→ **Instructions for the task**
Write every entry out again with no changes, and leave the images behind.

→ **Data to use**
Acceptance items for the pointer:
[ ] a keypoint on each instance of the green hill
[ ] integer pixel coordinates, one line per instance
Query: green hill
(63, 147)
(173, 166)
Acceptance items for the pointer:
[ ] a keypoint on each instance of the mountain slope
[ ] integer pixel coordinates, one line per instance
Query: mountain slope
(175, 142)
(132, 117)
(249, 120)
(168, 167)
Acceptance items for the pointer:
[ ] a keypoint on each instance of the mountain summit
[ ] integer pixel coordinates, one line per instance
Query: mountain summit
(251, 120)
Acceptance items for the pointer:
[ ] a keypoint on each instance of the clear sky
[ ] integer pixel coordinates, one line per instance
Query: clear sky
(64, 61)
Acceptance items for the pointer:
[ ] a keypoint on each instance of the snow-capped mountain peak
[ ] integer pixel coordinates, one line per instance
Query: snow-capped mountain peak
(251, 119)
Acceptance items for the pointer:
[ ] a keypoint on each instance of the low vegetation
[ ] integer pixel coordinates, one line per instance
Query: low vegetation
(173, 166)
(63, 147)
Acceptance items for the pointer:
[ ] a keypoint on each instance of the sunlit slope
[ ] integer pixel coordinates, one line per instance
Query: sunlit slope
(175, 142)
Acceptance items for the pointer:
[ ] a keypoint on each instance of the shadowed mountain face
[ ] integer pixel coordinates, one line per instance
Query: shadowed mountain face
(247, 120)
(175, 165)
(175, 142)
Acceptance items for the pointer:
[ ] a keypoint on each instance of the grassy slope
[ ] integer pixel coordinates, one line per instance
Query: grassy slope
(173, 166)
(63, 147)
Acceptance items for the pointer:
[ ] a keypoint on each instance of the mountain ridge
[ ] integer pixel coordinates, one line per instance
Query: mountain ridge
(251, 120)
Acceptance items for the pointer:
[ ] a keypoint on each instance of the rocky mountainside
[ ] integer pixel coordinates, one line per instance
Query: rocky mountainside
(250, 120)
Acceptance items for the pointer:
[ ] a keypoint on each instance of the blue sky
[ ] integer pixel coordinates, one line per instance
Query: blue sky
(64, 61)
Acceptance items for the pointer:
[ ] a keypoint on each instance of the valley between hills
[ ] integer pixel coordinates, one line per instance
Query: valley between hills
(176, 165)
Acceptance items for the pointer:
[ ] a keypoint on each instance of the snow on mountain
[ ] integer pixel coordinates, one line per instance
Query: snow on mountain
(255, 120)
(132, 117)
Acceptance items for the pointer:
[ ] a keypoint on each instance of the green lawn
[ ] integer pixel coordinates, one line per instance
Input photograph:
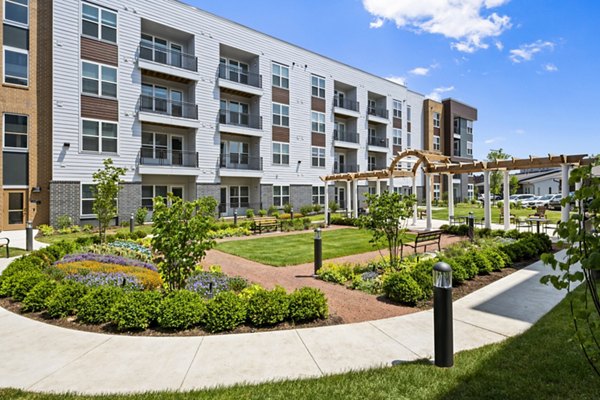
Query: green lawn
(542, 363)
(298, 249)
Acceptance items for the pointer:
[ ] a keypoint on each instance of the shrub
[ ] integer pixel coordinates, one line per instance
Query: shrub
(181, 309)
(225, 312)
(64, 299)
(36, 298)
(95, 306)
(307, 304)
(402, 288)
(268, 307)
(135, 310)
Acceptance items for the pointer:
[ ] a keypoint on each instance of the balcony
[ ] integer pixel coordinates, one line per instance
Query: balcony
(164, 61)
(164, 111)
(240, 123)
(157, 161)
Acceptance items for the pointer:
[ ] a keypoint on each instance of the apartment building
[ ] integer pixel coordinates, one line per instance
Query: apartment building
(25, 104)
(196, 105)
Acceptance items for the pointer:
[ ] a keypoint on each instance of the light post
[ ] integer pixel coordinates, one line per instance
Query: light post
(442, 315)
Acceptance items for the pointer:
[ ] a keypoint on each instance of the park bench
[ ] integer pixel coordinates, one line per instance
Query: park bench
(424, 239)
(258, 225)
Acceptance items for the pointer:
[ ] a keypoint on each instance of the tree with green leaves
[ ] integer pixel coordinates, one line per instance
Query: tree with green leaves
(106, 190)
(388, 218)
(582, 262)
(181, 236)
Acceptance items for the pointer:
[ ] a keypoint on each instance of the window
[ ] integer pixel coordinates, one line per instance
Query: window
(281, 115)
(319, 195)
(281, 153)
(318, 156)
(318, 121)
(99, 136)
(98, 23)
(99, 80)
(281, 195)
(436, 120)
(397, 136)
(397, 109)
(281, 76)
(318, 86)
(15, 131)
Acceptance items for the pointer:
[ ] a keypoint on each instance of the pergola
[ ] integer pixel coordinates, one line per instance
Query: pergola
(433, 162)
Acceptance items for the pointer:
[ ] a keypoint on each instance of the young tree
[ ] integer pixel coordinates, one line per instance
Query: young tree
(388, 218)
(180, 236)
(106, 190)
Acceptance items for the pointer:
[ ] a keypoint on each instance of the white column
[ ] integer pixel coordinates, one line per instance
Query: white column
(487, 204)
(566, 209)
(428, 190)
(506, 201)
(450, 196)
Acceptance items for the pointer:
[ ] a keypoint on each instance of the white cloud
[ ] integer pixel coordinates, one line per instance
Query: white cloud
(525, 52)
(437, 93)
(466, 21)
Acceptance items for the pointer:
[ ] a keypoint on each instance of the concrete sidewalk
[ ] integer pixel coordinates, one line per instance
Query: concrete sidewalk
(40, 357)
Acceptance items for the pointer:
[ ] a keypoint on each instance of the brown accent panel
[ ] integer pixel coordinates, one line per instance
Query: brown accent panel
(281, 95)
(99, 108)
(318, 139)
(317, 104)
(281, 134)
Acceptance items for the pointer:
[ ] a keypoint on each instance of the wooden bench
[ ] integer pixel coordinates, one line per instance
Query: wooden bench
(258, 225)
(424, 239)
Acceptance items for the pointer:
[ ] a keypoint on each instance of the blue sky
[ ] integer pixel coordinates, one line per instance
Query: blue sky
(531, 67)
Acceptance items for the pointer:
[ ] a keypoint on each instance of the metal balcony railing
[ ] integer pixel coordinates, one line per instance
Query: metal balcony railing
(345, 136)
(160, 105)
(240, 162)
(240, 119)
(236, 74)
(163, 55)
(346, 104)
(153, 156)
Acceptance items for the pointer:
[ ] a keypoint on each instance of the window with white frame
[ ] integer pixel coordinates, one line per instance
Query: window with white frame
(318, 156)
(397, 109)
(318, 86)
(98, 79)
(281, 195)
(319, 195)
(99, 136)
(98, 23)
(281, 76)
(281, 153)
(318, 121)
(281, 115)
(15, 131)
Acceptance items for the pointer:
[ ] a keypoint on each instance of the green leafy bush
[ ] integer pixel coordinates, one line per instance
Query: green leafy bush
(135, 310)
(225, 312)
(307, 304)
(181, 309)
(95, 306)
(268, 307)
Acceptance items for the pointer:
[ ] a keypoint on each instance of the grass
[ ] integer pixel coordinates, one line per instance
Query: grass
(542, 363)
(297, 249)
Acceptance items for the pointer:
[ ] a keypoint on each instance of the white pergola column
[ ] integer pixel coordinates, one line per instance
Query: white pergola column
(428, 195)
(487, 204)
(566, 209)
(506, 201)
(450, 197)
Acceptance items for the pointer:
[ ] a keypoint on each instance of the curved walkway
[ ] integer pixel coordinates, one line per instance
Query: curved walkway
(40, 357)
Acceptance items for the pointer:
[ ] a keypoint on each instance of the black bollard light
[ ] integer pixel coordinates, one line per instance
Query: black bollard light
(28, 236)
(442, 315)
(318, 250)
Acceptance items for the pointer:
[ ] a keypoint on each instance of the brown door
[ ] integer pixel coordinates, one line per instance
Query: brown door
(15, 214)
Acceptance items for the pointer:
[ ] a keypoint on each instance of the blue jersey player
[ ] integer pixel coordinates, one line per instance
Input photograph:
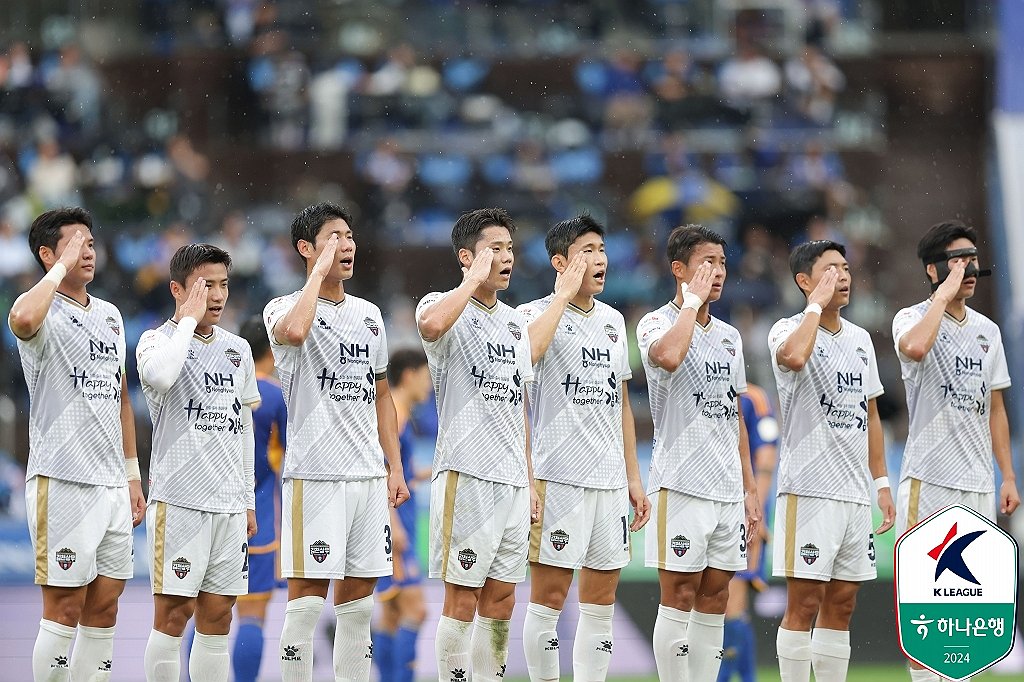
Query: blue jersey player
(762, 431)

→ **Answer box**
Acceptance items for the pointer:
[ ] a keypoint on each instance of the green hill
[ ] integer pixel coordinates, one line per instance
Query: green hill
(63, 147)
(173, 166)
Acceptance items for the pointer:
[ ] a keypoint on each instance of the mountain slope
[ ] integer pixel coordinates, one line per instance
Query: mountain slope
(175, 142)
(132, 117)
(249, 120)
(168, 167)
Acceptance items for the pointer:
[ ] a keypoint on each instance of the mountain summit
[ ] integer pixel coordinates, one line per instance
Query: mountain summit
(251, 120)
Acceptance items for the pointer:
[ ] a keypoint on each instance of the clear sky
[ ] integer pixel coordinates, one line per instance
Query: clear sky
(64, 61)
Acceptance items for the pointer:
[ ] a keypoint on each instance of the snow-capped mountain peak
[ ] integer pixel coordinates, one line per instance
Query: snow-capped mountain peak
(251, 119)
Acceptance items for the pointer:
[ ] a keypoint on each instance of the low vegetation
[ ] integer pixel coordinates, one line per instance
Query: low vegetation
(173, 166)
(63, 147)
Acceptance items for the pointer:
[ ] a keypoint on each instance of the sunlit slope
[ ] integer pixel coordinates, one line per instance
Query: sunlit slope
(175, 142)
Acceptance items for the pointer:
[ ] a keypoint on each instance of the shadowed mountain face
[ ] integer pixel coordinates, one line per instance
Query: shadowed mountain face
(247, 120)
(175, 165)
(175, 142)
Acceptance items for the pointer:
[ ] a keypoint on each instance of the grassy slope
[ ] integer pixel coordinates, one line per instance
Query: grassy slope
(173, 166)
(63, 147)
Acceptance items for the pointer:
[ ] a keypoint on each instance of the mountain ridge
[ ] integer pixel coordinates, one line per instance
Query: mountain ridge
(251, 120)
Acceptance items for the pointer:
[ ] a keypoint on each instance of the rocky mountainside
[ ] integer pixel coordinates, one line per instance
Query: rocky mountainside
(250, 120)
Acceptance items for the pointer:
[ ] a keypoint on each instance of the blue sky
[ ] integer pixel coordinates, one line per instance
Query: blue sky
(64, 61)
Acceptance items for the pointer:
[ ] a keypoint on each instance of the valley between hills
[ ] integer pixel coordinates, one line per instance
Query: valley between hills
(176, 165)
Acceptance items for the pointer:
[ ] a keypoint on each instance of the snow on mountain
[ ] integer pixel coordinates, one line per instance
Query: snow on mountain
(255, 120)
(132, 117)
Acceptance items for the pointer:
[ ] a keypoint on each instance of the green lawn
[ ] integer pixel coordinates, one line per instance
Input photograph:
Query: green lawn
(542, 363)
(298, 249)
Acceptance items for the pointer:
[ ] a keypoint on each instance of the shrub
[ ] integer pixel coordinates, one line per instance
Query: shrub
(181, 309)
(225, 312)
(64, 299)
(36, 298)
(95, 306)
(307, 304)
(402, 288)
(268, 307)
(135, 310)
Acceptance items for the pointer:
[ ] a keypoint on each instance of the balcony
[ ] integer pixel coordinates, one line per instance
Query: balcony
(164, 61)
(164, 111)
(240, 123)
(157, 161)
Acceptance items for the pointer:
[ ] a keypoint on each instance of the apartment building
[ ] integer pixel coordinates, one line per instance
Query: apartment building
(25, 104)
(196, 105)
Acceptance items for the pointer:
[ ] a keypoint on each instance of the light post
[ ] integer pixel coordinates, one line per instance
Query: light post
(442, 315)
Acceptance items for the pointer:
[ ] a keypoint on each instance of the park bench
[ ] integer pixel coordinates, one line per instance
Query: park bench
(424, 239)
(258, 225)
Acceptance items for the pointer:
[ ] a keypoint on each instance of the tree with green leaves
[ ] integer pixel coordinates, one line per instance
Query: tree with green leaves
(106, 190)
(388, 218)
(582, 262)
(181, 236)
Acceptance items for the pointer:
[ ] a keypoint on each instance of the window
[ ] integer pixel coordinates, one line per instance
Query: window
(281, 115)
(319, 195)
(281, 153)
(318, 156)
(318, 121)
(99, 136)
(98, 23)
(99, 80)
(281, 195)
(436, 120)
(397, 136)
(397, 109)
(281, 76)
(318, 86)
(15, 131)
Acceptance items for the pointer:
[ ] a keypoint on each instance of the pergola
[ ] integer pixel coordinates, one line per instance
Query: pergola
(433, 162)
Acceptance items for the pointer:
[ ] a keypoint on each instance of the young tree
[ ] integer pixel coordinates, one line per instance
Query: young tree
(388, 218)
(180, 236)
(106, 190)
Acceptance items for the pointer:
[ ] a keypoint on each instance of the white column
[ ] integer pixel coordinates, one line per instance
Query: white column
(487, 204)
(566, 209)
(428, 190)
(506, 201)
(450, 196)
Acceptance items for the pointer:
[ ] a keypoint on each instance of the white cloud
[ ] integer pixel coordinates, one line per instance
Query: white cloud
(525, 52)
(437, 93)
(466, 21)
Acceptance items for the pointer:
[ ] a keypoint on each instance of the concrete sidewalk
[ ] integer pixel coordinates, one line per instance
Query: concrete sidewalk
(40, 357)
Acceptance items for the pointer:
[ ] a keypoint on each instance of the brown accent panel
[ ] integer pixel coordinates, one line per instance
Query: brown accent panel
(281, 95)
(99, 108)
(318, 139)
(317, 104)
(281, 134)
Acceptance items for the pointer:
[ ] a keypoint on each instance of the wooden bench
[ ] integer pixel coordinates, one line per instance
Query: wooden bench
(258, 225)
(424, 239)
Acceptance items for the pointer:
[ ] a keypoint on each instance of the blue sky
[ ] integer pixel coordinates, one line per instance
Query: blue sky
(531, 67)
Acceptance items for the pointer:
[ ] a keypoint on each instance of the metal balcony railing
[ ] integer pixel coordinates, one line per instance
Query: metal balcony railing
(345, 136)
(160, 105)
(240, 162)
(240, 119)
(236, 74)
(163, 55)
(346, 104)
(153, 156)
Acceptance items for the pointer:
[ ] a keypoint on each instance of the window with white frame
[ ] integer pixel coordinates, one line per instance
Query: window with white frame
(318, 156)
(397, 109)
(318, 86)
(98, 79)
(281, 195)
(319, 195)
(99, 136)
(98, 23)
(281, 76)
(281, 153)
(318, 121)
(281, 115)
(15, 131)
Acceptance items for the pointer:
[ ] a keypoint on each instance of the green leafy bush
[ ] integer pixel coordinates, one line per instance
Query: green leafy bush
(135, 310)
(225, 312)
(307, 304)
(181, 309)
(95, 306)
(268, 307)
Acceptance items for the pointer:
[ ] a keypoint on each instance of the grass
[ ] integer pixel coordinates, one line per instance
Query: grass
(542, 363)
(297, 249)
Acceptance items for the pointer:
[ ] a keypoint on each instance of the white pergola column
[ ] integer pixel coordinates, one line per instance
Query: white pergola column
(428, 195)
(487, 204)
(566, 209)
(506, 201)
(450, 197)
Acceptance items for the pointer:
[ ] a keypoint on each instance of the curved walkway
[ ] integer pixel coordinates, one line per instance
Query: curved walkway
(40, 357)
Acceptance items for the pointer:
[ ] a keypoint on each instance of the black bollard light
[ ] integer pixel coordinates, one line per instance
Query: black bollard light
(28, 236)
(442, 315)
(318, 250)
Acceptance items for the pointer:
[ ] a keypoint on each instance of the brown door
[ ] integer pixel coordinates, one line per instance
Query: brown door
(15, 214)
Acceptance items for the pointer:
[ ] a keypoint on each instance of the blue jersey player
[ ] integer pixel coordinates, one line per instance
Input photograph:
Query: blue jersey player
(762, 431)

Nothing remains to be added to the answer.